[GOAL] Copy the items below word for word. Start at the line that contains "Where can you spot the pen?" and stop after the last line of the items.

-- BEGIN SUPPLIED DATA --

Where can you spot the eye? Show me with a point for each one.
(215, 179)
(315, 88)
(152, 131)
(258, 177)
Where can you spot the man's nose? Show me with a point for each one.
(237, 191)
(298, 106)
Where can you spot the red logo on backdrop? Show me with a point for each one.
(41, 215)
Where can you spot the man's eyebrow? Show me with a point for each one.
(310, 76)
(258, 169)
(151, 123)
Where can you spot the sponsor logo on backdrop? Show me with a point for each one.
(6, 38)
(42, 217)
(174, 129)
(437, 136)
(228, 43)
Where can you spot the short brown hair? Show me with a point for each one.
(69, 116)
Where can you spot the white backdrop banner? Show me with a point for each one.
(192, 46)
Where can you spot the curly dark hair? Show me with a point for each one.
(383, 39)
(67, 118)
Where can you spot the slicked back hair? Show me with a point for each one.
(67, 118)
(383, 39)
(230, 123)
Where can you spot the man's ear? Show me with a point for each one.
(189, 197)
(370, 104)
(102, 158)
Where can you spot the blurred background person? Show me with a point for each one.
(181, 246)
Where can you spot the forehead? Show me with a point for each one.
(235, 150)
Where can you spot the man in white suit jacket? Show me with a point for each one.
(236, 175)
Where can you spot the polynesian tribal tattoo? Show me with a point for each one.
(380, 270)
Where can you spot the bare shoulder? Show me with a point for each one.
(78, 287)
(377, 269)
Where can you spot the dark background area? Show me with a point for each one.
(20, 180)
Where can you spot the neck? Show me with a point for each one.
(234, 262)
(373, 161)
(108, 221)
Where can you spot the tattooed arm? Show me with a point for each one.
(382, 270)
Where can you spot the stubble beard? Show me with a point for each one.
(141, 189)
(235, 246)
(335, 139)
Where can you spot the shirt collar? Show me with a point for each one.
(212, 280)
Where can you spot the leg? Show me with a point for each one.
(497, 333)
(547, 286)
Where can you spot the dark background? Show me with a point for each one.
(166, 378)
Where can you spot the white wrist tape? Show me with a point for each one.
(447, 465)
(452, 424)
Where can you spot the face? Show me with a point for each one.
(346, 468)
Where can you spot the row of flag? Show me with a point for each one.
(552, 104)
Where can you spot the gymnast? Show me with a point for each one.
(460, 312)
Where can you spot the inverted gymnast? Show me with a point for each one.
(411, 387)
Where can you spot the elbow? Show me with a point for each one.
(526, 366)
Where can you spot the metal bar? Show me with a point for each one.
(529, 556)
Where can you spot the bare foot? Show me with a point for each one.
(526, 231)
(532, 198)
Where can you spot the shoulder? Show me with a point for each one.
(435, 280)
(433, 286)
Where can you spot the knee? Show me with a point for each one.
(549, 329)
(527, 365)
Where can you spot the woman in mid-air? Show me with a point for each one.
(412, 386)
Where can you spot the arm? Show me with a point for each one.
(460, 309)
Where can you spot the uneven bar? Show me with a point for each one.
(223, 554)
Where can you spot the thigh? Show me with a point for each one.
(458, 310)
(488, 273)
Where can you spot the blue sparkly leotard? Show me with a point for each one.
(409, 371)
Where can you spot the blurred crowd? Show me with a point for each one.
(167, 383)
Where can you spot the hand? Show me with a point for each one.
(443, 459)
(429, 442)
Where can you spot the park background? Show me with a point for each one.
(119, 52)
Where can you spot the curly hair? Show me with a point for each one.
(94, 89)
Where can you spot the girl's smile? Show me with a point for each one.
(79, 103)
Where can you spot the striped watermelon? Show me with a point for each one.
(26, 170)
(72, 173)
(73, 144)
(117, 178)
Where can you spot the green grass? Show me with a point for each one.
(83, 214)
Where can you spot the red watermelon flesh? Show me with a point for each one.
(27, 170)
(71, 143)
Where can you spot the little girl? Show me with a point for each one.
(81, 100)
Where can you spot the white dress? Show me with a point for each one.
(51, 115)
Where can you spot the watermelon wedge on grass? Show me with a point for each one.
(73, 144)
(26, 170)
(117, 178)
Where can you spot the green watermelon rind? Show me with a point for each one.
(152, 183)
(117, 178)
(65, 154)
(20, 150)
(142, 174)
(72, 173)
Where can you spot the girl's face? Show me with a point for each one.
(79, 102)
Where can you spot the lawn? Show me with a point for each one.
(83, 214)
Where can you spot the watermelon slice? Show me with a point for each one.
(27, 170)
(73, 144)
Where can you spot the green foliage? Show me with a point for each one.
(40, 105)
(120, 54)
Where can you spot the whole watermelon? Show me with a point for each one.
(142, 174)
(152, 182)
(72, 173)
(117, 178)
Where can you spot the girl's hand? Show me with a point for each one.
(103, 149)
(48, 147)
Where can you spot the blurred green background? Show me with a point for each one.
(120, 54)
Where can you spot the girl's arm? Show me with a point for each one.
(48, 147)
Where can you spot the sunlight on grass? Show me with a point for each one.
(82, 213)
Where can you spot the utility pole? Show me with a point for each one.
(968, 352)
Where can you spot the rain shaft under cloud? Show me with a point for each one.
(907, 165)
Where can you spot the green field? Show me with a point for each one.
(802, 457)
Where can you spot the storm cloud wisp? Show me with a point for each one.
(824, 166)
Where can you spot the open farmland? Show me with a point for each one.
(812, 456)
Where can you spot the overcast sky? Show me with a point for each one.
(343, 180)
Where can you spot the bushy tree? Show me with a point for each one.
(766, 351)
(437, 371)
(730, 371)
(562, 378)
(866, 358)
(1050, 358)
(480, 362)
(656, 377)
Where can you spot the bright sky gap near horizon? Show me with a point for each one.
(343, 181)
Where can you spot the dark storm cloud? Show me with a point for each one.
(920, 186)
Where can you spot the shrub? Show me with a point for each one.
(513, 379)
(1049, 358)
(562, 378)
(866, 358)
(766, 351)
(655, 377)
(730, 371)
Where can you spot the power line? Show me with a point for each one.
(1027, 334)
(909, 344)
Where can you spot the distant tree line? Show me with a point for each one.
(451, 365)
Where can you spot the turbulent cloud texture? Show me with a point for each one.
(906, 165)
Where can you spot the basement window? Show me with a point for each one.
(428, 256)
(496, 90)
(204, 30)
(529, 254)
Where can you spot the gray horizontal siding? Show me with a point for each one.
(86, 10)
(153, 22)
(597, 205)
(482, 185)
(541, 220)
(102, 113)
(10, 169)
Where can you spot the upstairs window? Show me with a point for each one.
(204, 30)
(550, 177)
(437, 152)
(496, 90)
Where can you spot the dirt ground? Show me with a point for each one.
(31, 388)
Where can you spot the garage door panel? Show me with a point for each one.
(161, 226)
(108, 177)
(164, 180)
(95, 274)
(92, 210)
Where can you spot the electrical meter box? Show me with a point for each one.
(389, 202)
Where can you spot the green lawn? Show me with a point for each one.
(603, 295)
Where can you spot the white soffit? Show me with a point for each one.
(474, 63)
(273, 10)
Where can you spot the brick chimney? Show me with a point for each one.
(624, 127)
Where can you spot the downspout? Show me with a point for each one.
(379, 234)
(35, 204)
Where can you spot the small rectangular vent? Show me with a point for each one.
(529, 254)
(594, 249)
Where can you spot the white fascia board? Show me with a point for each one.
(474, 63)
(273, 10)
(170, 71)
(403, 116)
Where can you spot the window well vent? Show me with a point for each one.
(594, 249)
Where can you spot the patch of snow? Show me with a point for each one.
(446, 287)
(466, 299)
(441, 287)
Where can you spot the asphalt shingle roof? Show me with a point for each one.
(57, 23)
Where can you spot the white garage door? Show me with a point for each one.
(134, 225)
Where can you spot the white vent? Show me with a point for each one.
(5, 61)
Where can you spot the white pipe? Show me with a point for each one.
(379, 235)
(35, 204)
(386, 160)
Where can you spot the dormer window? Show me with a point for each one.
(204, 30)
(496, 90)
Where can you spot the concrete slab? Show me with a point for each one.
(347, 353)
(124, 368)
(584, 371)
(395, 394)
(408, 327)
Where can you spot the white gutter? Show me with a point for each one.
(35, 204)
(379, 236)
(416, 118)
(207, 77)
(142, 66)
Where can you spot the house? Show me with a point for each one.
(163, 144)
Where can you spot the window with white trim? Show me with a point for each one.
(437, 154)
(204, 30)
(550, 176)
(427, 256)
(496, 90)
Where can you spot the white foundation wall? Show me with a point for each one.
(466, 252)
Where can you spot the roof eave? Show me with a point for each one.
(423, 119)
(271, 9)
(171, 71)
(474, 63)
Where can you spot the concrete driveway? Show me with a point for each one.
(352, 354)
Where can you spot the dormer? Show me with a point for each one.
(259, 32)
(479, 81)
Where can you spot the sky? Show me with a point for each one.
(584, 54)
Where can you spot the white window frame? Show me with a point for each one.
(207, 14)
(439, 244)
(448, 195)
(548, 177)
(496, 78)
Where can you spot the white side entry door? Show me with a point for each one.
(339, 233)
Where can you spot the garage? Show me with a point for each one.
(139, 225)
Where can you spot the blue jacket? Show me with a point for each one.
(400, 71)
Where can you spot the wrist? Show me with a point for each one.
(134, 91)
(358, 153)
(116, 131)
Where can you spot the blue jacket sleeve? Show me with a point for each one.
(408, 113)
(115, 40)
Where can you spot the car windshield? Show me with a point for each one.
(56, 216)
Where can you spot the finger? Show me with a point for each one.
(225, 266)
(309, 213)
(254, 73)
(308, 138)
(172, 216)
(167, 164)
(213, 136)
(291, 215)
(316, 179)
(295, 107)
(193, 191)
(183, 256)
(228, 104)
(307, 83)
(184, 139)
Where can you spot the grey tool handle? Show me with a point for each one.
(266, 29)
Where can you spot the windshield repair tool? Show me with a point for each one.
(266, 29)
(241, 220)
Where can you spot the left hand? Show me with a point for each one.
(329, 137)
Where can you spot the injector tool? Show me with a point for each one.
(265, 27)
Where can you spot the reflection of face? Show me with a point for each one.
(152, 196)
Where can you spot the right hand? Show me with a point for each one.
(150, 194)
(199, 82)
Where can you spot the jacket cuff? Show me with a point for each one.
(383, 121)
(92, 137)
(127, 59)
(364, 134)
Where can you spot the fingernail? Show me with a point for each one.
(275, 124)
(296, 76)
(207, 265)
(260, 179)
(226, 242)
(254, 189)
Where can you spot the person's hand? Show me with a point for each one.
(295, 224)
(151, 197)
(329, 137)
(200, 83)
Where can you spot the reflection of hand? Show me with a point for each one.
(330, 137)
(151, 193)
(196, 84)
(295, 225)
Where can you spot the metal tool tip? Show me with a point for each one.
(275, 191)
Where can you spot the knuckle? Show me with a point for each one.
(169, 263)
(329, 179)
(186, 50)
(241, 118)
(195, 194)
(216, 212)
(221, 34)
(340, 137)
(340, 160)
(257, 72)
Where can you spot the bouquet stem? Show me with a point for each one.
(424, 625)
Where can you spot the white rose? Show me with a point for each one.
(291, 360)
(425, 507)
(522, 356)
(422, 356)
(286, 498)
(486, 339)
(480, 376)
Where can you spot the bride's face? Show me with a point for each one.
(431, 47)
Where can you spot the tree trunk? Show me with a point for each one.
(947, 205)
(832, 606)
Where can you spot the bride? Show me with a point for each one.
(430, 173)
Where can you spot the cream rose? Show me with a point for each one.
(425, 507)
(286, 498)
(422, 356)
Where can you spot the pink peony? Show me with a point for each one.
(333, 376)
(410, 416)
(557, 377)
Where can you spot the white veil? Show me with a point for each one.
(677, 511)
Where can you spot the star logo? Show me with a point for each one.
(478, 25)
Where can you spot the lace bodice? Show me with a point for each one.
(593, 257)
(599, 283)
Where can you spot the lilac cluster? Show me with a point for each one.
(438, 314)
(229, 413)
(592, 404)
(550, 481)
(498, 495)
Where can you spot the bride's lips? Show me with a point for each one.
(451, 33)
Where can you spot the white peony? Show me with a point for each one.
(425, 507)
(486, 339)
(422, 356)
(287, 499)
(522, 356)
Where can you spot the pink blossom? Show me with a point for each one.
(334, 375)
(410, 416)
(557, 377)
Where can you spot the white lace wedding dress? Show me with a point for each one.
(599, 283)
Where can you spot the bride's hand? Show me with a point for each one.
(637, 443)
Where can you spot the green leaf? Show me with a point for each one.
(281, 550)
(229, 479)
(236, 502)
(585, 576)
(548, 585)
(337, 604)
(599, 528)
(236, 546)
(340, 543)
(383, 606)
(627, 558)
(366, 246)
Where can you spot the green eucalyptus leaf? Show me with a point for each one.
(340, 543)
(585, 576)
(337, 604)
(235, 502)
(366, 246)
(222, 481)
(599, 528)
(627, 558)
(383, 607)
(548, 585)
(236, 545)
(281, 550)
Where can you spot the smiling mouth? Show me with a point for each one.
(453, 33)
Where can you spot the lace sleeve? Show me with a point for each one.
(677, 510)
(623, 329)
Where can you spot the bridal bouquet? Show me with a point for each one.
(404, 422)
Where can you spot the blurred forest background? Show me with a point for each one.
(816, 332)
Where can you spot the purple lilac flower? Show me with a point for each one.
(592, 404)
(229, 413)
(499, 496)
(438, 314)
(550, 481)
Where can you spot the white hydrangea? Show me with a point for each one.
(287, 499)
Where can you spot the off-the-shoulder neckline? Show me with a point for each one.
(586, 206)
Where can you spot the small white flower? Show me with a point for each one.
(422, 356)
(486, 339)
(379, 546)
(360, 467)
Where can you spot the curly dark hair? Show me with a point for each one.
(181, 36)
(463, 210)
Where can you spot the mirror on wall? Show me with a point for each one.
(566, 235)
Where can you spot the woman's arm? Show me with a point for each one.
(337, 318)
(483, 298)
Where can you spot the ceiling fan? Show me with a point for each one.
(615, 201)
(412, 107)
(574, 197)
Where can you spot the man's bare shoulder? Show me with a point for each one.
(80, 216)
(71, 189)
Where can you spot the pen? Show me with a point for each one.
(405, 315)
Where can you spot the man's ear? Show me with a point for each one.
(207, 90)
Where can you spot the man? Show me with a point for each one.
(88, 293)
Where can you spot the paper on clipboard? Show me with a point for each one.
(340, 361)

-- END SUPPLIED DATA --

[RESULT]
Where can you spot the pen? Show me with a point for each one.
(405, 315)
Where can you spot the man's ear? Show me with a point for each one.
(207, 90)
Where can you spot the man? Show me with a point for each one.
(88, 293)
Where can you spot the paper on clipboard? Show me with a point for each one.
(340, 361)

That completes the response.